*Recorded information:*
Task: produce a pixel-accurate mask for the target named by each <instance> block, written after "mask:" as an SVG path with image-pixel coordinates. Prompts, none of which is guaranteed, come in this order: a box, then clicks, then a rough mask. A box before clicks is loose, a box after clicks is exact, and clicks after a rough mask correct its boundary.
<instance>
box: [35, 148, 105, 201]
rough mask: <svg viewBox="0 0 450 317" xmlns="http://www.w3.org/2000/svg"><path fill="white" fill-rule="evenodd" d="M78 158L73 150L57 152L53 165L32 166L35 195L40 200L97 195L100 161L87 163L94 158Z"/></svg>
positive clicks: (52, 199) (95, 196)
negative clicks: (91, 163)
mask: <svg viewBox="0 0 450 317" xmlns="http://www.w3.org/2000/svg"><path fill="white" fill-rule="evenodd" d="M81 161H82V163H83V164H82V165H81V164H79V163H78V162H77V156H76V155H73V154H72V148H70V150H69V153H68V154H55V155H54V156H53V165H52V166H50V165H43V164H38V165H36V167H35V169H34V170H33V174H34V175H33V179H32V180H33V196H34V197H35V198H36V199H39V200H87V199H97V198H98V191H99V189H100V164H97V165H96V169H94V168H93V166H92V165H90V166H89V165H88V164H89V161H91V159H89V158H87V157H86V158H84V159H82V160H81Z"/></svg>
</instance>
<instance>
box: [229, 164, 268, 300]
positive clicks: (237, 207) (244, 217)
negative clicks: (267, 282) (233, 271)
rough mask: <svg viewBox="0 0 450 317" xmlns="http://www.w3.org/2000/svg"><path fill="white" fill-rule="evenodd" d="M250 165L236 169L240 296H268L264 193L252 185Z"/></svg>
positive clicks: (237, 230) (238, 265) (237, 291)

*Instructions to follow:*
Scan the records above for the string "instance", then copy each line where it turns up.

*Reply:*
Task: produce a pixel-accurate mask for the target named by each <instance> block, written after "mask:" as an SVG path with image-pixel coordinates. Prompts, none of which is guaranteed, come in this order: a box, then clicks, then a rough mask. A box before clicks is loose, a box after clicks is exact, and clicks after a rough mask correct its boundary.
<instance>
</instance>
<instance>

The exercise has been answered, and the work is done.